- _What you need to do_
Filter the entries below, keeping only lines with "pony".

- _Dataset records_
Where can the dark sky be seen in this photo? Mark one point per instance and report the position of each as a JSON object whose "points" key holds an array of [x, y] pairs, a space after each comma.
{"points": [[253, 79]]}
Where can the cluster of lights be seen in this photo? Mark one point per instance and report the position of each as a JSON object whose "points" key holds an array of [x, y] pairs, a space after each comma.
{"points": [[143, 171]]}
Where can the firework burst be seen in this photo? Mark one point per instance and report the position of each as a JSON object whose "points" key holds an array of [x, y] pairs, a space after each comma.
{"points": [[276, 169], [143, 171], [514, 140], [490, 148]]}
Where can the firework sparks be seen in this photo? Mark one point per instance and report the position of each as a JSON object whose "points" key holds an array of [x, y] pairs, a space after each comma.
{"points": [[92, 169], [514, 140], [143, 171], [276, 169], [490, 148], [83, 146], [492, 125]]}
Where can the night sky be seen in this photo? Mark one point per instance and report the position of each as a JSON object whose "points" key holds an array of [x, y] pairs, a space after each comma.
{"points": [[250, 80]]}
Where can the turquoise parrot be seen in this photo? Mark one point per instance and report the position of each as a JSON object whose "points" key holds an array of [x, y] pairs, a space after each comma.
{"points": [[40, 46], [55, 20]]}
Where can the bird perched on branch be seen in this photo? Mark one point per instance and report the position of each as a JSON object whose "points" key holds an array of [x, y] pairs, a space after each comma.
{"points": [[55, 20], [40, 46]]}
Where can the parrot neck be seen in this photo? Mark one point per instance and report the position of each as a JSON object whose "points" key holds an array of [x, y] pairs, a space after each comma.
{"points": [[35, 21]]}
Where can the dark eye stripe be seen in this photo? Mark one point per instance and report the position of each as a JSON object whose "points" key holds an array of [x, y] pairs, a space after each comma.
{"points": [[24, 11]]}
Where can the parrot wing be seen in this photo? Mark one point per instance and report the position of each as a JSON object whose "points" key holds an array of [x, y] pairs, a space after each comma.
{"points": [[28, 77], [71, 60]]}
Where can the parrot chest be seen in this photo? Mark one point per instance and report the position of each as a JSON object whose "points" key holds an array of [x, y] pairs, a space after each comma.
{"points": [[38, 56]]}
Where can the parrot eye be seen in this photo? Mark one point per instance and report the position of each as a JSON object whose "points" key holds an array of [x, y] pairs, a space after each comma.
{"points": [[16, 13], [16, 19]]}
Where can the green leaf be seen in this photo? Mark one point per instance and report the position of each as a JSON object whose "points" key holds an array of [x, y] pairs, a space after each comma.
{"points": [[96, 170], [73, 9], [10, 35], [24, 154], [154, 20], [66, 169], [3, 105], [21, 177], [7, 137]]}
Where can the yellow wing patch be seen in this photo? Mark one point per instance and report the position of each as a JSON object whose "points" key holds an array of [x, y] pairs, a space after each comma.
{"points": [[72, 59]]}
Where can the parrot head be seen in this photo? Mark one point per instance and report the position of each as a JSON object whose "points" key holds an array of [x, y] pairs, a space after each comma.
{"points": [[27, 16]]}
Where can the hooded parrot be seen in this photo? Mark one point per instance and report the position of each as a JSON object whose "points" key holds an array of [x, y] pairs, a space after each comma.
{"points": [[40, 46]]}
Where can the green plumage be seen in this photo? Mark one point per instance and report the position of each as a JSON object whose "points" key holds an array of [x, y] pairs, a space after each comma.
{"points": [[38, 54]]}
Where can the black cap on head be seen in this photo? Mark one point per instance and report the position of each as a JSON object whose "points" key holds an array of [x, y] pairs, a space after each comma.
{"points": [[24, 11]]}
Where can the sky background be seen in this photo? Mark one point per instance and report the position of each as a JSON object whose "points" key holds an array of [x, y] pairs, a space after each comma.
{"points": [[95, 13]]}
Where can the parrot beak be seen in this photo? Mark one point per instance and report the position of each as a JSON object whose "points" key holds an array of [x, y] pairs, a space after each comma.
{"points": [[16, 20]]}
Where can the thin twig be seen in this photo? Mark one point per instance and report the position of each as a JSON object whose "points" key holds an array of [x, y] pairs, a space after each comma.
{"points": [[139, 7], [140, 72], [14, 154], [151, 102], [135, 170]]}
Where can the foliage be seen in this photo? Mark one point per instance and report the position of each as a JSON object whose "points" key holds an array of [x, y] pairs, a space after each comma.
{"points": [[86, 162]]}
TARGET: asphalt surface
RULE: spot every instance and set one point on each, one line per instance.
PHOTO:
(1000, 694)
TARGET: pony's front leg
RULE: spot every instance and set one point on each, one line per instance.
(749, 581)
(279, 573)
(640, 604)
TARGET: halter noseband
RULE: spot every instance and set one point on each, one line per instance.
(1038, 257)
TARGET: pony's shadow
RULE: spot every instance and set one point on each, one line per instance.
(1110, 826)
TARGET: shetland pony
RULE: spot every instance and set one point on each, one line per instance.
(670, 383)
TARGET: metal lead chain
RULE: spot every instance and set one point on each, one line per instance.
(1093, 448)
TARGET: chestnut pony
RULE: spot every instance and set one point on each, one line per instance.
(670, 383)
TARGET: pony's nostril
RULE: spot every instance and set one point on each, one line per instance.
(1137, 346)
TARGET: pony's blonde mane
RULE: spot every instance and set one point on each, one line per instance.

- _Exercise output_
TARGET: pony's front leg
TARGET: pony's shadow
TARGET: shetland pony
TARGET: chestnut pony
TARGET: pony's nostril
TARGET: pony's blonde mane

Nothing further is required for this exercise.